YOUR INSTRUCTIONS
Show all lines containing "lawn" from the data below.

** DATA follows **

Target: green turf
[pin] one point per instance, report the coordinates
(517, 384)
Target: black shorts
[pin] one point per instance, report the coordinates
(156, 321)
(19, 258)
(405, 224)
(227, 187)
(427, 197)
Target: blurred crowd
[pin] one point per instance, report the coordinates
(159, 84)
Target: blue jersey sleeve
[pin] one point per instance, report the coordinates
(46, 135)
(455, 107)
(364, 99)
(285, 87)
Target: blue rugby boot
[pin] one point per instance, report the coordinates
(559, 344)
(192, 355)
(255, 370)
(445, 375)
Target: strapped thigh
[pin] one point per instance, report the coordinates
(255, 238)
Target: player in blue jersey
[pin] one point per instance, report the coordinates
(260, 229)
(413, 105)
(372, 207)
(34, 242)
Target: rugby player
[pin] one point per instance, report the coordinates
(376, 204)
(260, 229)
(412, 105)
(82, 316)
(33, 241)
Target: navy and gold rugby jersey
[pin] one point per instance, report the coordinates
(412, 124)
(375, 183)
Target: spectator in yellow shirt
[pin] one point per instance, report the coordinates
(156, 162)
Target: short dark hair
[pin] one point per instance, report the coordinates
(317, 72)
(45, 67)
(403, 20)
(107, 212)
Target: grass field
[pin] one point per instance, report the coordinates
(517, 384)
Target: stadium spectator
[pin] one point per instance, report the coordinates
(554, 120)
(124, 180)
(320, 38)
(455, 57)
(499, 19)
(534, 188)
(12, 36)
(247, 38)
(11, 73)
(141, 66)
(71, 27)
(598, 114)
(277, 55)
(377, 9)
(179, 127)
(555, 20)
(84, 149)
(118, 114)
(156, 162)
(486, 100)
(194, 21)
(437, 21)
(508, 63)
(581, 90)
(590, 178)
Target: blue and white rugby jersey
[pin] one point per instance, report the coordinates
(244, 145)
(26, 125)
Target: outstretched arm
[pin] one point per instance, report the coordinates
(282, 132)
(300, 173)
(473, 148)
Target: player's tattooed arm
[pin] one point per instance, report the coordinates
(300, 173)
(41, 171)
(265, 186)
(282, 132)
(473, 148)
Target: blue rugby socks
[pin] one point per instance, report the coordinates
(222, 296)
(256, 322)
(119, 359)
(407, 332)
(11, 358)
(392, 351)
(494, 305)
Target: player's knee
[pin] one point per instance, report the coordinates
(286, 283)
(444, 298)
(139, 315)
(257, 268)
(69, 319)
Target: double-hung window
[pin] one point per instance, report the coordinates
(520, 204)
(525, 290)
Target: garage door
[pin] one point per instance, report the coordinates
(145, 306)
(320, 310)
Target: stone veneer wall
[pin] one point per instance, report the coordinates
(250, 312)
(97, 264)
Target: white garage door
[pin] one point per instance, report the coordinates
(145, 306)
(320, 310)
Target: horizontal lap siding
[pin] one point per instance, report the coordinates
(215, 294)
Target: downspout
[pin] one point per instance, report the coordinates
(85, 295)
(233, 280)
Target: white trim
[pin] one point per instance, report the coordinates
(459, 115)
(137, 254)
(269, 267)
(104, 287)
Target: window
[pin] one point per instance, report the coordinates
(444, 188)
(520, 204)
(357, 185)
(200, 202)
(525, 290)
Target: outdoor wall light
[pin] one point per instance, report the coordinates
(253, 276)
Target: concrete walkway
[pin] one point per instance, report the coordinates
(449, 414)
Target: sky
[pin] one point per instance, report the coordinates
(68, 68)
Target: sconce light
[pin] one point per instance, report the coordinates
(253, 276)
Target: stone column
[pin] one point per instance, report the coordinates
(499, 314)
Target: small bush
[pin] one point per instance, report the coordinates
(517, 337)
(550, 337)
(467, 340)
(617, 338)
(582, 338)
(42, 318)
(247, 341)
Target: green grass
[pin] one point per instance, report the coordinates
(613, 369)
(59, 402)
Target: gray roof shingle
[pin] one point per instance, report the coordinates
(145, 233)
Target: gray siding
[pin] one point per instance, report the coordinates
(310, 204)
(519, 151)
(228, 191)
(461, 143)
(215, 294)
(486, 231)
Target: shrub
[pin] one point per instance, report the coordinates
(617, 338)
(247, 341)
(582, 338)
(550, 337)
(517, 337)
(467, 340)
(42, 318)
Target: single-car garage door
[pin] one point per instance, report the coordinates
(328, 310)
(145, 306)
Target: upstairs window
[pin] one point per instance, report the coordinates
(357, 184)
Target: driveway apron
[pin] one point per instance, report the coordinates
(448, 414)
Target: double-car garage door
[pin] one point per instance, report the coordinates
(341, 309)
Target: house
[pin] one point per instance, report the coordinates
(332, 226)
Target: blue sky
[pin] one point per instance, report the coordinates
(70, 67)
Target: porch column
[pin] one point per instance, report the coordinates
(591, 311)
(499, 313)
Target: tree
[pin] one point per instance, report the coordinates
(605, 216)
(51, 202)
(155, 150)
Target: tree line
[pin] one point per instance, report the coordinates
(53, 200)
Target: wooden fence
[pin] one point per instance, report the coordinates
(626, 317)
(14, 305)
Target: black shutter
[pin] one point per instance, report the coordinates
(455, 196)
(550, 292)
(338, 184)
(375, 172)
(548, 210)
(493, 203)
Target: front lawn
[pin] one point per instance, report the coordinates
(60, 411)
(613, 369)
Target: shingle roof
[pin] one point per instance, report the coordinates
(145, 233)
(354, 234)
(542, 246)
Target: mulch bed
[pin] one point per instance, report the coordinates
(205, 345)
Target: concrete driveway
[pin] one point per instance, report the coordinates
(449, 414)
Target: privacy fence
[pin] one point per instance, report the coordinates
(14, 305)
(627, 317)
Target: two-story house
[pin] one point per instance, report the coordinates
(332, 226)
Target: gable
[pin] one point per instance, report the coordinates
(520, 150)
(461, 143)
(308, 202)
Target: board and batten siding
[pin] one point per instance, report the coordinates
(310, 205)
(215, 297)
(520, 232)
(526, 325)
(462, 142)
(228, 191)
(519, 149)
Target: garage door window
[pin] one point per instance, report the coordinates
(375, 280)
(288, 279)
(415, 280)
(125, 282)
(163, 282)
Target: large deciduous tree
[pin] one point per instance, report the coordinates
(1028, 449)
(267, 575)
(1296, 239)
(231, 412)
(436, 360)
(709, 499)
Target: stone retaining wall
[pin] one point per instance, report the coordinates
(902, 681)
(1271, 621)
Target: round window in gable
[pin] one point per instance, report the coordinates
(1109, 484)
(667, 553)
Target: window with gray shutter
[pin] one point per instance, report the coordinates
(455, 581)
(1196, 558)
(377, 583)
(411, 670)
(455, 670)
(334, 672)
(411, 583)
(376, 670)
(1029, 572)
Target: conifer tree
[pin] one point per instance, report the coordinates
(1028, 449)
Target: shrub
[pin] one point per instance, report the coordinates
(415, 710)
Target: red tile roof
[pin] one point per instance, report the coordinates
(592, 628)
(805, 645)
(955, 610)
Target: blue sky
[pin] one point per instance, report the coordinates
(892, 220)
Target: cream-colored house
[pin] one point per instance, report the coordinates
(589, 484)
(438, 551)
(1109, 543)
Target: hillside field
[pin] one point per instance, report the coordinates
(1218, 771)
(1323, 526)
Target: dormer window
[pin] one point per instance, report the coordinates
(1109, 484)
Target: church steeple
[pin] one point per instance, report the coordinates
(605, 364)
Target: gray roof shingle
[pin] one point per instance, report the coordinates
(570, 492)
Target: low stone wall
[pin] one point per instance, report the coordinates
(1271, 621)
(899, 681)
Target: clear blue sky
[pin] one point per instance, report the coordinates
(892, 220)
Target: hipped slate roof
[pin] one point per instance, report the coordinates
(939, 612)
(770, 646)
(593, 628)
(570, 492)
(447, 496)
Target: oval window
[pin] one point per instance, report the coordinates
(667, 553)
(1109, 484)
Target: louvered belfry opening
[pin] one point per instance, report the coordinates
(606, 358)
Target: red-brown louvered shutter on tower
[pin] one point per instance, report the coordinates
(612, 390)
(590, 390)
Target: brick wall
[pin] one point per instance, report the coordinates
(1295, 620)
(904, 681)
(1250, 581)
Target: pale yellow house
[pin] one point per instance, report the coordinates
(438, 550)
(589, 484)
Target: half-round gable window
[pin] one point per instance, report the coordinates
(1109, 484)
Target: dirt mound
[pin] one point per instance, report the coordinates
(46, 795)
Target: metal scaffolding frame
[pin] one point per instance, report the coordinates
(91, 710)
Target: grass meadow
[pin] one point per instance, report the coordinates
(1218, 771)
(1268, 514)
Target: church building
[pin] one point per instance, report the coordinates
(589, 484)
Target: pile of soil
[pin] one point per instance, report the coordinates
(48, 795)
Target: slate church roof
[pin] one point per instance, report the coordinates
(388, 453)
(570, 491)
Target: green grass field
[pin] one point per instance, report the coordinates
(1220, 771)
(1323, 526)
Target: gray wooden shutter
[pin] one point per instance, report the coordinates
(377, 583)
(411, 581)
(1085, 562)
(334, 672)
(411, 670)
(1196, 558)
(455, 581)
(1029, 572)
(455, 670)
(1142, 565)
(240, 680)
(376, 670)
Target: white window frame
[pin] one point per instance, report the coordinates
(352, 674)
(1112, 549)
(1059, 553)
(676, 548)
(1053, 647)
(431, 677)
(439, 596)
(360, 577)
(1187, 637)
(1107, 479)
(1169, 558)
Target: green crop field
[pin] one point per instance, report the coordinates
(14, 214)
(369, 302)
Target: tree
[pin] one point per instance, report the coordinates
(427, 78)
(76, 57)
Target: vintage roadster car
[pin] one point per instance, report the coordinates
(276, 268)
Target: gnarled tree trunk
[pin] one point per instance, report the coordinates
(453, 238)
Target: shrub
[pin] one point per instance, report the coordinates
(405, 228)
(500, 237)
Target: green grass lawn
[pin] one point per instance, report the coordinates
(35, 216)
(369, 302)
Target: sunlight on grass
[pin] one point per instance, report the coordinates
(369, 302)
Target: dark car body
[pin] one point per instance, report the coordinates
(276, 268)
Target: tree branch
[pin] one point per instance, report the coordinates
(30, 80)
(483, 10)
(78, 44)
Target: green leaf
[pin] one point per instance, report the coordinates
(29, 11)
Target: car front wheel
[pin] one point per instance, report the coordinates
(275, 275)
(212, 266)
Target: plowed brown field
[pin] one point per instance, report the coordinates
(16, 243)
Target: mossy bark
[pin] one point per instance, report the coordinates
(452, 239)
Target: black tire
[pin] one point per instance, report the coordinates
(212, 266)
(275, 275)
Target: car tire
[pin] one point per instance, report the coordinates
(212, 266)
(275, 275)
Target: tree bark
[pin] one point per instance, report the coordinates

** End of DATA **

OUTPUT
Target: front lawn
Target: green grass lawn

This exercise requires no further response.